» Prompt A
Retype the passage on Brazil's Mergers and Acquisitions Committee, everything from "The Brazilian CAF" down to "in equitable conditions.", with no changes.

» Document
○ ○ ○ ○
Brazil: The Adoption Of the Mergers And Acquisitions Committee In Brazil

Another important measure is being taken in Brazil which affects merger and acquisition (m&a) transactions in our jurisdiction involving publicly-held corporations (companhias abertas).

On June 27, 2012, an agreement for the creation of the Mergers and Acquisitions Committee (Comitê de Fusões e Aquisições - CAF) was signed by the Brazilian Securities, Commodities and Futures Exchange (BM&FBOVESPA S.A. - Bolsa de Valores, Mercadorias e Futuros - BVMF) and three other class entities, namely: (i) the Association of Capital Markets Investors (Associação de Investidores no Mercado de Capitais - AMEC); (ii) the Brazilian Association of Entities of the Financial and Capital Markets (Associação Brasileira das Entidades dos Mercados Financeiro e de Capitais - ANBIMA); and (iii) the Brazilian Institute of Corporate Governance (Instituto Brasileiro de Governança Corporativa - IBGC). Only the Brazilian Association of Publicly-Held Corporations (Associação Brasileira das Companhias Abertas – ABRASCA) decided not to adhere to this initiative for the time being1.

The Brazilian CAF is a voluntary self-regulatory organization, inspired in the UK Takeover Panel model, aimed at assuring the equitable treatment of publicly-held corporations´ shareholders during public tender offers (ofertas públicas de aquisição de ações – OPAs) and corporate restructuring (operações de reorganização societária).  This new organization is expected to be established and start operating in the month of October of 2012. The central objective of CAF is to guarantee that the m&a transactions be executed in equitable conditions.

The Self-Regulation Code for Mergers and Acquisitions (Código de Autorregulação de Aquisições e Fusões), hereinafter simply referred to as Code, which wording is still being discussed, represents a composite of principles and rules regarding the CAF´s operation. Operational aspects and those relative to the financing of CAF are also being defined.

CAF will be formed by members elected by its founding entities (BVMF, AMEC, ANBIMA and IBGC) and part of the members shall be independent. When called upon, CAF´s mission will be to opine and decide upon complaints regarding any public tender offer for the acquisition of shares (OPA), and regarding every type of takeover (incorporação), stock takeover (incorporação de ações), merger (fusão) and spin-off with takeover (cisão com incorporação)  involving publicly-held corporations.

It is important to note that the Code will not substitute the legal and regulatory provisions applicable to m&a transactions that are within its ambit. CAF shall also not substitute the role of the Brazilian Securities and Exchange Commission (Comissão de Valores Mobiliários – CVM) regarding such transactions. The transactions submitted to CAF shall already be presumed legitimate by CVM.

Companies may adhere to CAF in two different manners. First, the company can include a provision in its bylaws (estatuto social) accepting to submit to CAF each and every of its public tender offers and corporate restructuring transactions. Second, if involved in a certain m&a transaction, the company can opt to take such specific transaction before CAF on an individual basis.

When applying the Code, CAF shall privilege the principles rather than the rules themselves. Therefore, if and when faced with a concrete case, CAF may open an exception as regards the application of a specific rule if CAF understands that the principle can be observed through a less onerous means, such as determining the adoption of other measures not expressly foreseen in the Code.
○ ○ ○ ○
» Available data
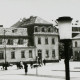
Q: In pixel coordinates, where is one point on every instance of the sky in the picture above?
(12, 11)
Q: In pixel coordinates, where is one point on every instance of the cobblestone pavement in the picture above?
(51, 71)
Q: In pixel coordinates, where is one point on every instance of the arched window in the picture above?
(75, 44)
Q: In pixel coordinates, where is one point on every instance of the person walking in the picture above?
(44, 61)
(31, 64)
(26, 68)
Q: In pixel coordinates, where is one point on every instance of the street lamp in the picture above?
○ ○ ○ ○
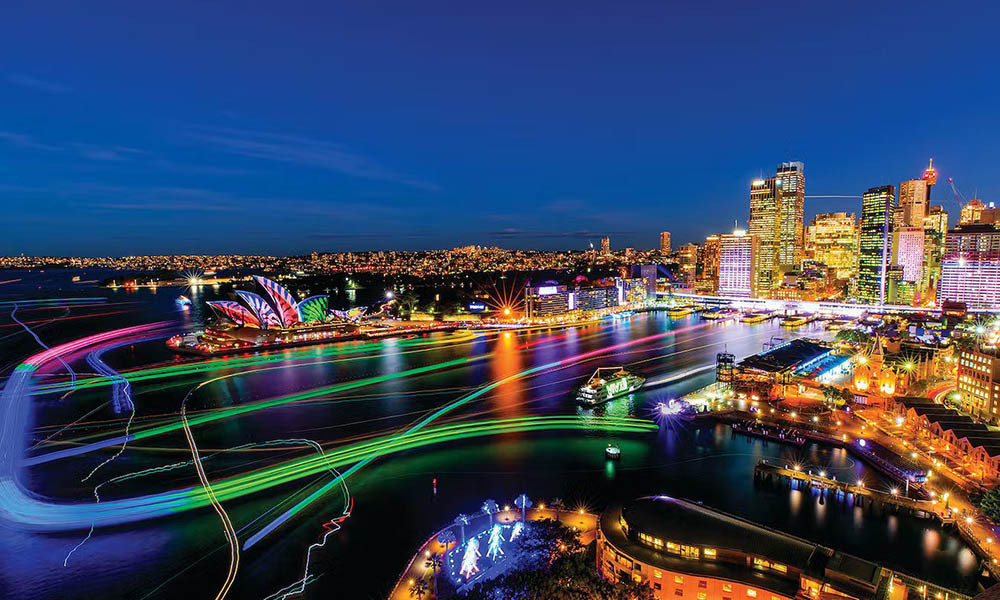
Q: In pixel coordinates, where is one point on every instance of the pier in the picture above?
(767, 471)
○ ○ ○ ○
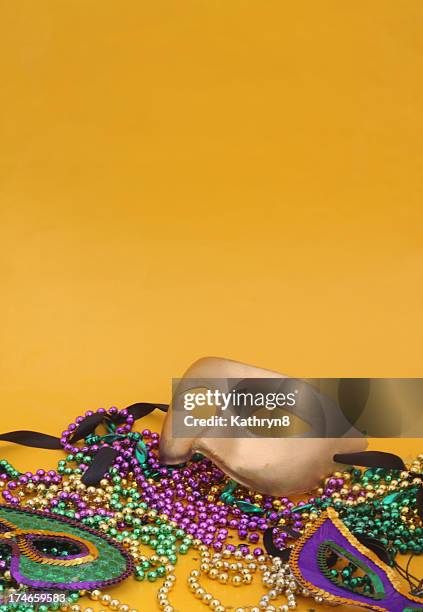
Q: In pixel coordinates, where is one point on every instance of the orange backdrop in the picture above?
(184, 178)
○ ○ ○ ○
» Prompt B
Show every line of the entries that contains the word "instance". Case matters.

» Correct answer A
The Brazilian CAF is a voluntary self-regulatory organization, inspired in the UK Takeover Panel model, aimed at assuring the equitable treatment of publicly-held corporations´ shareholders during public tender offers (ofertas públicas de aquisição de ações – OPAs) and corporate restructuring (operações de reorganização societária).  This new organization is expected to be established and start operating in the month of October of 2012. The central objective of CAF is to guarantee that the m&a transactions be executed in equitable conditions.

» Correct answer B
Q: In pixel coordinates, where is one point on every instance of the sky in the picture above?
Q: In pixel coordinates, where is one point on every instance of the cobblestone pavement in the picture above?
Q: In pixel coordinates, where is one point on every instance of the arched window in the picture above?
Q: In pixel coordinates, where is one point on every instance of the person walking in the picture above?
Q: In pixel coordinates, where is one point on every instance of the street lamp in the picture above?
Q: In pixel coordinates, where is one point on every instance of the pier in the picture above?
Q: In pixel coordinates, where is one point on every instance of the orange backdrop in the picture above?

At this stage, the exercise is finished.